━━ Page extract ━━
This decision also contains some interesting statements on prejudice.
[4.3] The Respondent asserts that a prejudice against varying additive concentration in the fuel would dissuade the skilled person from following any of the above paths. As explained [in the patent specification …] complex on-board dosing control is necessary to avoid overdosing which would deplete stored additive, but also lead to an increased ash burden in the Diesel particular filter (DPF).
[4.3.1] The Board finds that such a prejudice has not been conclusively proven.
In the jurisprudence a technical prejudice in a particular field is generally held to relate to an opinion or preconceived idea widely or universally held by experts in the field, see the Case Law of the Boards of Appeal, 5th edition, 2006 (CLBA hereinafter), I.D.9.2, page 161, final paragraph, and the case law cited therein.
To demonstrate prejudice requires a high standard of proof, as is evident from the immediately following paragraphs of the cited section of the CLBA. Thus, expression of the prejudice in standard works or a textbook is normally required, raising the level of proof close to that needed for proving common general knowledge. It is for example not enough that the opinion or idea is held by a limited number of individuals or that it is a prevalent view within a given firm, however large.
[4.3.2] Including evidence subsequently filed in the appeal procedure, all the evidence offered in support of the alleged prejudice, amounts to no more than 10 documents, all of which are either specialist papers or patents. This small number of publications intended for a select readership in the field is in itself a tenuous basis for asserting prejudice.
[4.3.3] Importantly, none of these documents expressly indicates that variation in additive concentration should be avoided. D9, which is given special significance in proving prejudice, only instructs avoiding additive contamination in the fuel in the main tank, as does D10. Both publications, the Board notes, share an author (Wiedemann) and originate in the same firm (Volkswagenwerk AG). Even if D9 and D10 had expressed the alleged belief, that would be a belief held in only one firm, not one prevalent across the whole breadth of the vehicle industry.
━━━
▸ Work to complete
1. List every bracketed paragraph number in the decision extract.
2. Retype the stretch of the decision extract from "[4.3.1] The Board" through "law cited therein.".
The lines come from a different source than the decision extract.
━━ Data rows ━━
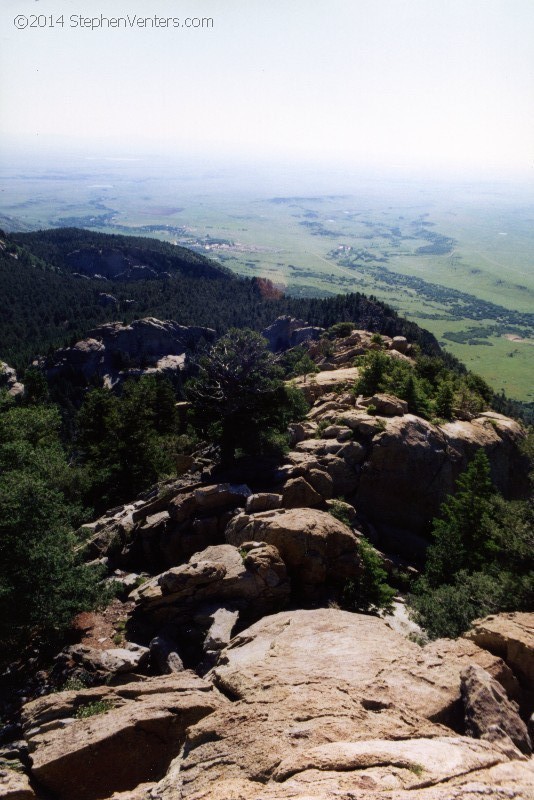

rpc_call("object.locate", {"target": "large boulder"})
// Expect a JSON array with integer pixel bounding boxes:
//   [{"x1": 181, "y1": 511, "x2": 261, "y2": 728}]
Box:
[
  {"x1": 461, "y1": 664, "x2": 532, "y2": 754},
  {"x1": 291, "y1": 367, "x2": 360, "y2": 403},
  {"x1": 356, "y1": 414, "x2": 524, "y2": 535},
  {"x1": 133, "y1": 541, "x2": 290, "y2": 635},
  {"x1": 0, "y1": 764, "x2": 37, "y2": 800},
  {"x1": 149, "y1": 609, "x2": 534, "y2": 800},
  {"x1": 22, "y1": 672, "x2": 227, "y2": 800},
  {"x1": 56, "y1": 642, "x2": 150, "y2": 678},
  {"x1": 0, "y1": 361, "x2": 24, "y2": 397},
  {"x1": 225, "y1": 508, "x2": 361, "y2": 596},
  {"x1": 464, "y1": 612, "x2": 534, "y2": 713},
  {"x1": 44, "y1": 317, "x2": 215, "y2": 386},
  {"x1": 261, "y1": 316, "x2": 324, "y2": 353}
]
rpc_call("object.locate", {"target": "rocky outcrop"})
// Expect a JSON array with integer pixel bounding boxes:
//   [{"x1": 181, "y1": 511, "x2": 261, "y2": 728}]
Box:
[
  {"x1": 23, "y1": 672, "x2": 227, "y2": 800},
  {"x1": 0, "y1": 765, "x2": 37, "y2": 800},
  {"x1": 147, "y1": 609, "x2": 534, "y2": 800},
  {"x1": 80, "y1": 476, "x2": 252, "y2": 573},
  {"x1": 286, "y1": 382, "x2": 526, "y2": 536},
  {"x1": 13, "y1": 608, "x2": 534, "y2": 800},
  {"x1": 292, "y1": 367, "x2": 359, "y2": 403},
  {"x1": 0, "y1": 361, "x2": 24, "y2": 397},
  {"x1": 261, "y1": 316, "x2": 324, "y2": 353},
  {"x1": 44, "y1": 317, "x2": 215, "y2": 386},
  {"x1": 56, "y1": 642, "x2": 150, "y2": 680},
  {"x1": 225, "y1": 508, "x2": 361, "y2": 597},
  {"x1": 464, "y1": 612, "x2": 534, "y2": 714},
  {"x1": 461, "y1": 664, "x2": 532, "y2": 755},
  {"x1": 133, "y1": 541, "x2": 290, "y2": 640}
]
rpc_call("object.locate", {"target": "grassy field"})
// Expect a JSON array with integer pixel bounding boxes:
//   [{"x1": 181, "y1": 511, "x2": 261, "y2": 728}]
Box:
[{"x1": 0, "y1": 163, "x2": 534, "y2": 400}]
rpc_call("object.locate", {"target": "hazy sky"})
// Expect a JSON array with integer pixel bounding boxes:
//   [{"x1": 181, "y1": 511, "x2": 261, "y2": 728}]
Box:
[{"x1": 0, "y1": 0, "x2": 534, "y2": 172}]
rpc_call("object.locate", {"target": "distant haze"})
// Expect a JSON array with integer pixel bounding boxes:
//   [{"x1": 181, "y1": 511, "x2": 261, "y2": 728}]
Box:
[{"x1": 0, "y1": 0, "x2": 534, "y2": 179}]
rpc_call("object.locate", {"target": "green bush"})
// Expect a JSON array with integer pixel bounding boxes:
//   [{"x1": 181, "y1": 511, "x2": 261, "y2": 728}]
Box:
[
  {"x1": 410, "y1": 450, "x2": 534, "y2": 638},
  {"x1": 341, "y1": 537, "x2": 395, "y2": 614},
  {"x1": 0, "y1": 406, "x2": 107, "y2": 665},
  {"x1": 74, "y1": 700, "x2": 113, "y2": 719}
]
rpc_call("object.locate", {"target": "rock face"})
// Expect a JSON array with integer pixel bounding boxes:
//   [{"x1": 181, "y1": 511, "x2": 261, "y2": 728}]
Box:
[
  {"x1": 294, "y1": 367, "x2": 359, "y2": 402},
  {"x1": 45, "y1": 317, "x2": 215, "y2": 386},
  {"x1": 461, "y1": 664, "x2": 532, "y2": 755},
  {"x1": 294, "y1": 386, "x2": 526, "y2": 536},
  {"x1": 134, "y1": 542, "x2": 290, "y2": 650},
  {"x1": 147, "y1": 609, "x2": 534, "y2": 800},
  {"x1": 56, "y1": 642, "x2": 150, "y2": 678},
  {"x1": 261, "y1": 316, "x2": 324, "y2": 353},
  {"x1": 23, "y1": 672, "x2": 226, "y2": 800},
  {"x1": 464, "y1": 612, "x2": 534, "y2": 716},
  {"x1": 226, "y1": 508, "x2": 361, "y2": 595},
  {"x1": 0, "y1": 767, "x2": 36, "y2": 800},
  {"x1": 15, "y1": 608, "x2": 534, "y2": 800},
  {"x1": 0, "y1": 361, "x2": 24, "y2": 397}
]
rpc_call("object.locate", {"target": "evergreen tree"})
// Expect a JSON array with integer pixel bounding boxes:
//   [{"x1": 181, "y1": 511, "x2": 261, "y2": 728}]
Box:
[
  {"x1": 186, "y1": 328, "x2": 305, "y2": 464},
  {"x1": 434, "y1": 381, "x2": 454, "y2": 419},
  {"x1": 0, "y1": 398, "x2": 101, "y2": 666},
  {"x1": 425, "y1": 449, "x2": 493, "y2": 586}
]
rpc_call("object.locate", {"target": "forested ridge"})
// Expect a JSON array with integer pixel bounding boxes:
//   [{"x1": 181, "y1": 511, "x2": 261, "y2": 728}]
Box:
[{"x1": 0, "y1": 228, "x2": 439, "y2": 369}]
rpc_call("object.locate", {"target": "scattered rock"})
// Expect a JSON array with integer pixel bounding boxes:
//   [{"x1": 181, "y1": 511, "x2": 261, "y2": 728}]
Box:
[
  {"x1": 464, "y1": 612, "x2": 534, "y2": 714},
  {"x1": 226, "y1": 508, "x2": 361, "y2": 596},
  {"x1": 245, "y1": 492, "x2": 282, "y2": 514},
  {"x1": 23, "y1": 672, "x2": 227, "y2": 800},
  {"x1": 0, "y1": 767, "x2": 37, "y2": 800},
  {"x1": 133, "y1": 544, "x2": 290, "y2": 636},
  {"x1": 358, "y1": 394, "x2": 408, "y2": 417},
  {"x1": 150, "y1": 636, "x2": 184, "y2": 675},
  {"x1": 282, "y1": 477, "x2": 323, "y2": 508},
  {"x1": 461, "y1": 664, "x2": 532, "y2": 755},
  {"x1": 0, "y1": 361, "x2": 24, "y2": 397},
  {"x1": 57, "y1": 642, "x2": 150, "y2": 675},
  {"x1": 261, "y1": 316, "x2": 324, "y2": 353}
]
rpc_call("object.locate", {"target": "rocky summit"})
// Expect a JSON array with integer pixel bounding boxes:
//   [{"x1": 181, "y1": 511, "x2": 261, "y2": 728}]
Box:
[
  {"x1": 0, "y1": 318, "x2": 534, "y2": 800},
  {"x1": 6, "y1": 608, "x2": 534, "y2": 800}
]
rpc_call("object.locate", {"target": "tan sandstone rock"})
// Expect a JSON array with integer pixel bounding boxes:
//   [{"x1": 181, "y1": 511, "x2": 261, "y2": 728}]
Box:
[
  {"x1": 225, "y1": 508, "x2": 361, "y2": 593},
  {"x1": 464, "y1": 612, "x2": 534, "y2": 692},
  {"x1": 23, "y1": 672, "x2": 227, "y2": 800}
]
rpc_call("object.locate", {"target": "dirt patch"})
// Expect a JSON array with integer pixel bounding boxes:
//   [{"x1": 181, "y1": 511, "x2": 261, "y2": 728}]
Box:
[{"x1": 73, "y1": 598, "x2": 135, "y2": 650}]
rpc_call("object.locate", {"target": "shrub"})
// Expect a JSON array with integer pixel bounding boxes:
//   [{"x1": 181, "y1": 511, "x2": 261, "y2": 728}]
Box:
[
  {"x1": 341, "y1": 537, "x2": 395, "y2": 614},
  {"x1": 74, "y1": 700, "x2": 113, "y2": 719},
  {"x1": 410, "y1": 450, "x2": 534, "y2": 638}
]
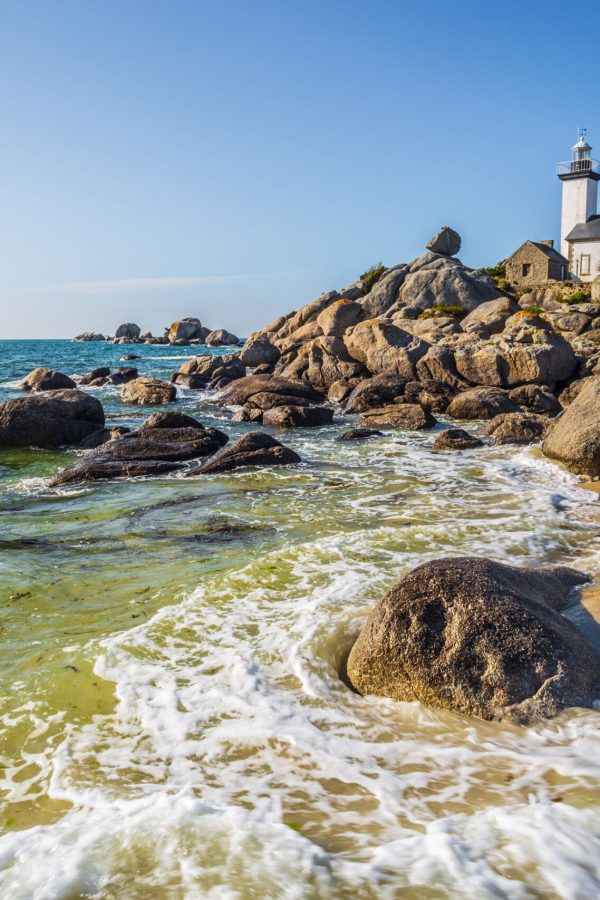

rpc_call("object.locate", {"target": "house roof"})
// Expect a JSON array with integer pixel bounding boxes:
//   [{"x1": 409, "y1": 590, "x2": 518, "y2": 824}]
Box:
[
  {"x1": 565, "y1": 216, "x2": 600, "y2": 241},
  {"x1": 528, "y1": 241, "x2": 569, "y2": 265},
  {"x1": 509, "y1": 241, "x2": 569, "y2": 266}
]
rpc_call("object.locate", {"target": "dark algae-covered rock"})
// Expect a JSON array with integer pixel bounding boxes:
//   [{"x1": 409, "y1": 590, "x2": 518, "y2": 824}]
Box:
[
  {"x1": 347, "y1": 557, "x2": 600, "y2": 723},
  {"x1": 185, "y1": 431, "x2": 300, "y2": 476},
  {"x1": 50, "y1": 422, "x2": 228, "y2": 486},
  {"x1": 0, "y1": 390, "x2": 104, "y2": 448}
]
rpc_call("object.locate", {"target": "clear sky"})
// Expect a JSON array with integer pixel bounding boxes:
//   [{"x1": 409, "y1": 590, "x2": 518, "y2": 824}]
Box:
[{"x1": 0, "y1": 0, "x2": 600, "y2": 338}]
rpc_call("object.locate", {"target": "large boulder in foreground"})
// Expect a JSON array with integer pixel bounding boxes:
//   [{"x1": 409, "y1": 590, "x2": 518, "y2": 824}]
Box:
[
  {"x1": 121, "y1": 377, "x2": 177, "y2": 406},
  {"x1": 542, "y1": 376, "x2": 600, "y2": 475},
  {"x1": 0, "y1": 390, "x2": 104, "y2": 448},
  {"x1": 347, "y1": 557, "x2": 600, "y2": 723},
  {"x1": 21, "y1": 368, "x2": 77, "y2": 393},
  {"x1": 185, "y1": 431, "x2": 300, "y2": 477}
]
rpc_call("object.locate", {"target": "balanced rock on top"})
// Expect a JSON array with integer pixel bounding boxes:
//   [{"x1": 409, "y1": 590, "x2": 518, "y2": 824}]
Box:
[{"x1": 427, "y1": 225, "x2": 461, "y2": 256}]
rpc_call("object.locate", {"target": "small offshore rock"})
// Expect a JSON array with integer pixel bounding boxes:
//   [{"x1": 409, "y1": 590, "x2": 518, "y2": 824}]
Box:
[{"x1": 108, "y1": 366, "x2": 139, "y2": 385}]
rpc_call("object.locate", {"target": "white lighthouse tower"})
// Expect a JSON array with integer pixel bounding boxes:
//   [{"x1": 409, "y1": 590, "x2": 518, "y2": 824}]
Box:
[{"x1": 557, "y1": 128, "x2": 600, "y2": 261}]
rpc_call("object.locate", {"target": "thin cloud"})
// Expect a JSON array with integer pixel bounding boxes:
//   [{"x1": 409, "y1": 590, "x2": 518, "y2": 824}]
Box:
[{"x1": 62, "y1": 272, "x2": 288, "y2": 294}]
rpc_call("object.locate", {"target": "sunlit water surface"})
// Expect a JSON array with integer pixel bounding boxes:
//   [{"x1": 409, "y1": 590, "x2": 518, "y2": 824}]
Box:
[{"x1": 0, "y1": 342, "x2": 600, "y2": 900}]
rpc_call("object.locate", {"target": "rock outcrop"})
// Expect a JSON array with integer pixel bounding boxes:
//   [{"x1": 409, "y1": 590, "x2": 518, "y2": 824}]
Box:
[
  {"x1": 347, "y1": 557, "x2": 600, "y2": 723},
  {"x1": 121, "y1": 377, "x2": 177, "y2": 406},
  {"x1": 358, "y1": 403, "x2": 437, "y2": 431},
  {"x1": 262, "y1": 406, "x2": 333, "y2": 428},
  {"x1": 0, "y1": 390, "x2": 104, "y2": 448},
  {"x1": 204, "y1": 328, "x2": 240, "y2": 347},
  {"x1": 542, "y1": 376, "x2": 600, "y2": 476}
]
━━━
▸ Full solutions
1. [4.3], [4.3.1], [4.3.2], [4.3.3]

2.
[4.3.1] The Board finds that such a prejudice has not been conclusively proven.
In the jurisprudence a technical prejudice in a particular field is generally held to relate to an opinion or preconceived idea widely or universally held by experts in the field, see the Case Law of the Boards of Appeal, 5th edition, 2006 (CLBA hereinafter), I.D.9.2, page 161, final paragraph, and the case law cited therein.